What you will do:
Within the listing below, please copy exactly the lines between the line holding "Target: black lace top" and the line holding "(format x=565, y=629)", inclusive.

-------- Exercise material

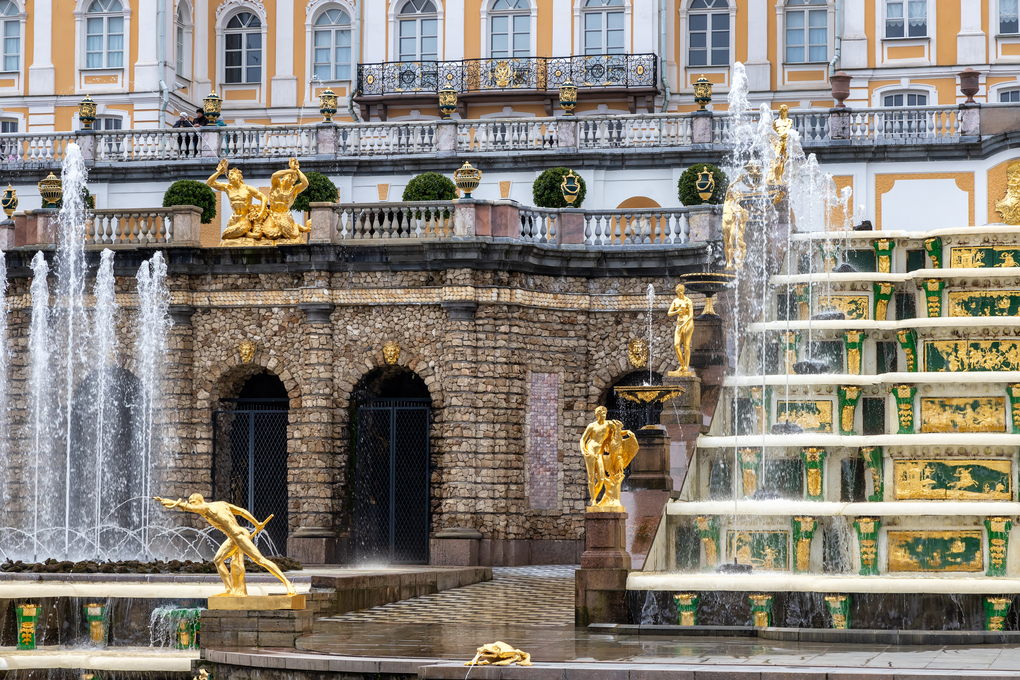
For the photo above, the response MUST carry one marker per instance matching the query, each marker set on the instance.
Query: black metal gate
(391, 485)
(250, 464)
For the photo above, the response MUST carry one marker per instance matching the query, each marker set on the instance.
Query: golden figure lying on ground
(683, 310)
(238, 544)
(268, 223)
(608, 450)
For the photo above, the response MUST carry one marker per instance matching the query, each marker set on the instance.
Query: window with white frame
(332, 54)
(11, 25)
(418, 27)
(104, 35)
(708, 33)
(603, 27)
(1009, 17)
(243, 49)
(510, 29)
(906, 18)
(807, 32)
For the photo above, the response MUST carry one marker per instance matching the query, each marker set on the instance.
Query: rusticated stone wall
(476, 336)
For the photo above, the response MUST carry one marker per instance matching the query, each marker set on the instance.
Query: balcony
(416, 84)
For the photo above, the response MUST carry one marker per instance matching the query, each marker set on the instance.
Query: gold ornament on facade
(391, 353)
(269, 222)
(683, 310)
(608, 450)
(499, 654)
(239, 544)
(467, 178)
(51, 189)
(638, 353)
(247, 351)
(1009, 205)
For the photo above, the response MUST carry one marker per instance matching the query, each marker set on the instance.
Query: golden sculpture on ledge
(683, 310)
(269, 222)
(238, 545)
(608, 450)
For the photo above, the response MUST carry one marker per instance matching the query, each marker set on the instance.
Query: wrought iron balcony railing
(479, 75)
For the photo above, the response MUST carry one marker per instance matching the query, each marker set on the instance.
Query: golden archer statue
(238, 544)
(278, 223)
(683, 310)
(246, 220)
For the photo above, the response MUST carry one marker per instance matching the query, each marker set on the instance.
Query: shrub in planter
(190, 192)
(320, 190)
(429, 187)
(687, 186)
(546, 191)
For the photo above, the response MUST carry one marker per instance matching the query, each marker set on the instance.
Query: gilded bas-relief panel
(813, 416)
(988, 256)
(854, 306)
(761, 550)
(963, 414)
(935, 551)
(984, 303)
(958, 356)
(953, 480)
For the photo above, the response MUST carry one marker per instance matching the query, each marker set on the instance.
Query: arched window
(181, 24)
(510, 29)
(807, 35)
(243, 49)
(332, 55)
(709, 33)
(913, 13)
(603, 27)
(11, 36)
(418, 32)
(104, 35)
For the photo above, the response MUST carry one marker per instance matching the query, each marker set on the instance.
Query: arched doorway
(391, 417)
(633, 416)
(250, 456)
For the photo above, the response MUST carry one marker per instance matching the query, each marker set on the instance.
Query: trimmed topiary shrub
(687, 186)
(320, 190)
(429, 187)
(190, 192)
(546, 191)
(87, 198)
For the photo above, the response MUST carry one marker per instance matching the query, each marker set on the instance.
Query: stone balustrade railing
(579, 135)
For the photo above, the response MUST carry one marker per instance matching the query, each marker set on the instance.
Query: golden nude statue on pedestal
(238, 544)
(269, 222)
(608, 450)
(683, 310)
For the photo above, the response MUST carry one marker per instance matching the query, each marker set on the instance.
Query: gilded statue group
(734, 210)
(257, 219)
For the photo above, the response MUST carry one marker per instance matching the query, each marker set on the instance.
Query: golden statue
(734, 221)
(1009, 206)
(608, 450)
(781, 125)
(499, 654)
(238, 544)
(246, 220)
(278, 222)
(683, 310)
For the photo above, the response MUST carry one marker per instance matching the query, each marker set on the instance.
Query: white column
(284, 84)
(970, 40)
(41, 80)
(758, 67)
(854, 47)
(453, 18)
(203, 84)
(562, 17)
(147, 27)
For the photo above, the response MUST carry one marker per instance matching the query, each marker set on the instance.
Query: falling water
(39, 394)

----------------
-------- Exercise material

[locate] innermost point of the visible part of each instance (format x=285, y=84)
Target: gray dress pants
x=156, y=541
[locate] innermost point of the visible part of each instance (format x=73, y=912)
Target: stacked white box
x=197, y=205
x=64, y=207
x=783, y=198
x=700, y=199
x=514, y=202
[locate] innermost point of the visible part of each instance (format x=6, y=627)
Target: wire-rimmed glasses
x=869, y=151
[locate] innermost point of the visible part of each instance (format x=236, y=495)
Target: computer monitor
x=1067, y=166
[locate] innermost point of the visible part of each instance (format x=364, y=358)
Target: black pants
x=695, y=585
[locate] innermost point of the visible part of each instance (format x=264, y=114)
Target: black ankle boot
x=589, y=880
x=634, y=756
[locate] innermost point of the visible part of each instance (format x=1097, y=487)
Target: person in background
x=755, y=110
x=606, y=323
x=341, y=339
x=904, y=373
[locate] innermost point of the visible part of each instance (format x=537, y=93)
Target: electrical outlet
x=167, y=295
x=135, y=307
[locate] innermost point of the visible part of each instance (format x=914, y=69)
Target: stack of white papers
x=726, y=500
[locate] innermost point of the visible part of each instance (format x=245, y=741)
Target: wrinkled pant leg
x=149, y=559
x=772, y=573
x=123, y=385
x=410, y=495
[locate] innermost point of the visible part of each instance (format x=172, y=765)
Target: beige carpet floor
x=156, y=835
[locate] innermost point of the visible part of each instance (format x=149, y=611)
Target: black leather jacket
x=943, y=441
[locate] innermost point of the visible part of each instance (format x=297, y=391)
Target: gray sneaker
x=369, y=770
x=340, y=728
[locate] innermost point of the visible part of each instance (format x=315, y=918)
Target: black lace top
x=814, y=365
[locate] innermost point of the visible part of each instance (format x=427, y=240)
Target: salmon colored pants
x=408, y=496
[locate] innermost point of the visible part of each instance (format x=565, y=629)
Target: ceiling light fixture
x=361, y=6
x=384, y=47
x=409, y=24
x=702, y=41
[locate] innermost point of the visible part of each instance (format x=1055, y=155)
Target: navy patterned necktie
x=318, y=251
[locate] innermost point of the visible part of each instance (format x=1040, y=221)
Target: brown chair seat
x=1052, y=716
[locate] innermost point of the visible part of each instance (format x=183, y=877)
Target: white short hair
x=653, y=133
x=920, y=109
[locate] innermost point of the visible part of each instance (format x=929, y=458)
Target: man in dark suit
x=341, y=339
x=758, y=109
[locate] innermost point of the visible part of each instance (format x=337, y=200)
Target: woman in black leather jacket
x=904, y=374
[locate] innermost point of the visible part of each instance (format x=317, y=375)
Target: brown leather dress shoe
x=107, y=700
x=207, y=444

----------------

Answer to this task:
Target: black lace top
x=814, y=365
[locate] innermost point of the visible part of each instance (format x=427, y=240)
Target: salmon colored pants
x=408, y=496
[locate] innermost point of the visible part of each instance (format x=565, y=629)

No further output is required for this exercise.